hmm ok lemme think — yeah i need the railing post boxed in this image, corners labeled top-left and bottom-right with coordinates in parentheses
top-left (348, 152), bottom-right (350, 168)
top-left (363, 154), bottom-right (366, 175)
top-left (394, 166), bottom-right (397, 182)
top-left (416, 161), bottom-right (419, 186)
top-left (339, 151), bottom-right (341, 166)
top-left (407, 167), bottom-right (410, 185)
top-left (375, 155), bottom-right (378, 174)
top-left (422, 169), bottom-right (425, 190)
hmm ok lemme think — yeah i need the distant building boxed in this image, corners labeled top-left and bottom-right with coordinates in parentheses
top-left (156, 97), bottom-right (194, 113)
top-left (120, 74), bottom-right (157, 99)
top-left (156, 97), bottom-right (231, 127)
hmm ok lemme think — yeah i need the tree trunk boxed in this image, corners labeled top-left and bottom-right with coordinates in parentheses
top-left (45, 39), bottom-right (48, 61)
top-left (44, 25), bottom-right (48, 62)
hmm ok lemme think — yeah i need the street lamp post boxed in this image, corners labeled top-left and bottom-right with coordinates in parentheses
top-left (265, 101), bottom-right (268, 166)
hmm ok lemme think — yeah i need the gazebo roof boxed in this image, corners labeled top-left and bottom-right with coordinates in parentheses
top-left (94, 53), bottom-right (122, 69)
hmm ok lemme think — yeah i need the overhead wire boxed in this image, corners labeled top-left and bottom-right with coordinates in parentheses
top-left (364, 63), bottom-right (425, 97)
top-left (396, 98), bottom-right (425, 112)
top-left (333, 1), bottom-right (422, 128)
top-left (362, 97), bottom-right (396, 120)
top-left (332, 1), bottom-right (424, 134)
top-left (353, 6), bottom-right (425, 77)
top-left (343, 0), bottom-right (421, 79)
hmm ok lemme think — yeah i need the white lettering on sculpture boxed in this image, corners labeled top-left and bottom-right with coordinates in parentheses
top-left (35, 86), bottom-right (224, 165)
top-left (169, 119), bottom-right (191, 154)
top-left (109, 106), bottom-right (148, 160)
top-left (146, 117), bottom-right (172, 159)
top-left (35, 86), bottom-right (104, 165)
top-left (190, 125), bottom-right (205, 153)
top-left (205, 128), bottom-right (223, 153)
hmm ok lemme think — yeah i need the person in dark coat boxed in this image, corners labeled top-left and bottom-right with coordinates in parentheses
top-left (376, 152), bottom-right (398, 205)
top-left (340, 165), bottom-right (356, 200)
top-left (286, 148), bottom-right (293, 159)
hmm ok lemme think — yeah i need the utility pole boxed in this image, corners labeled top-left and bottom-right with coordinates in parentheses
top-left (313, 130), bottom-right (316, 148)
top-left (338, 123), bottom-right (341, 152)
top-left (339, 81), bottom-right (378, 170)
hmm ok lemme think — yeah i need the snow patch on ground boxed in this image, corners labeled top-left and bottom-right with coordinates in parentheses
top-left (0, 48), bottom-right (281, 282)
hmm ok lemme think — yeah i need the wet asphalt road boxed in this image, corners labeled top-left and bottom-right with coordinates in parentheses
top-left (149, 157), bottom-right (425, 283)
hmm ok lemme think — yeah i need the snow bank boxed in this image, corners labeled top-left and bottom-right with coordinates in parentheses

WHAT THE TASK ASKS:
Exact reproduction of the entire listing is required.

SOLVED EXERCISE:
hmm ok lemme think — yeah i need the railing post boxed in this image, corners labeled top-left and bottom-right with coordinates in parentheses
top-left (348, 152), bottom-right (350, 168)
top-left (363, 154), bottom-right (366, 175)
top-left (394, 166), bottom-right (397, 182)
top-left (416, 161), bottom-right (419, 186)
top-left (339, 151), bottom-right (341, 166)
top-left (407, 167), bottom-right (410, 185)
top-left (375, 155), bottom-right (378, 174)
top-left (422, 169), bottom-right (425, 190)
hmm ok lemme think — yeah i need the distant building boxed in this image, corners labeled top-left and bottom-right with coordinates in parentheses
top-left (156, 97), bottom-right (194, 113)
top-left (120, 74), bottom-right (157, 99)
top-left (156, 97), bottom-right (231, 127)
hmm ok lemme think — yeah i need the tree trunk boxed in this image, corners labeled top-left and bottom-right with coordinates in parentheses
top-left (45, 39), bottom-right (48, 61)
top-left (44, 25), bottom-right (48, 62)
hmm ok lemme think — yeah i need the street lamp post boxed in this image, corners labeled top-left and bottom-right with coordinates in parentheses
top-left (265, 101), bottom-right (268, 166)
hmm ok lemme think — yeah i need the gazebo roof boxed in this image, corners labeled top-left and bottom-right with coordinates in parentheses
top-left (94, 53), bottom-right (122, 69)
hmm ok lemme think — yeah i need the overhead wire boxed in this image, corners labeled top-left and bottom-right with coordinates in parentheses
top-left (364, 63), bottom-right (425, 97)
top-left (396, 98), bottom-right (425, 112)
top-left (333, 1), bottom-right (422, 128)
top-left (362, 97), bottom-right (396, 120)
top-left (332, 1), bottom-right (424, 134)
top-left (353, 6), bottom-right (425, 77)
top-left (343, 0), bottom-right (421, 79)
hmm ok lemme think — yeah i need the white lettering on sculpture boxed in this image, corners labeled top-left and bottom-right with coordinates in parentheses
top-left (35, 86), bottom-right (224, 165)
top-left (169, 119), bottom-right (191, 154)
top-left (109, 106), bottom-right (148, 160)
top-left (146, 117), bottom-right (172, 159)
top-left (35, 86), bottom-right (104, 165)
top-left (190, 125), bottom-right (205, 153)
top-left (205, 128), bottom-right (223, 153)
hmm ok lemme think — yeah i need the person in dark coat boxed in this image, corners labeled top-left and bottom-right with coordinates in parentheses
top-left (376, 152), bottom-right (398, 205)
top-left (340, 165), bottom-right (356, 200)
top-left (286, 148), bottom-right (293, 159)
hmm ok lemme think — yeah i need the utility pole boxed in this image, corners labeled top-left and bottom-right with coordinates in parentheses
top-left (313, 130), bottom-right (316, 148)
top-left (338, 123), bottom-right (341, 152)
top-left (339, 81), bottom-right (378, 170)
hmm ok lemme think — yeah i need the snow patch on ground boxed in this image, corners labeled top-left and bottom-right with coordinates in parentheses
top-left (0, 48), bottom-right (281, 282)
hmm ok lemme think — yeah i need the wet asphalt road boxed in this image, corners labeled top-left and bottom-right with coordinates in parentheses
top-left (149, 157), bottom-right (425, 283)
hmm ok lemme think — yeah i need the snow bank boxed in this image, corners labeled top-left and bottom-right with coordinates in parentheses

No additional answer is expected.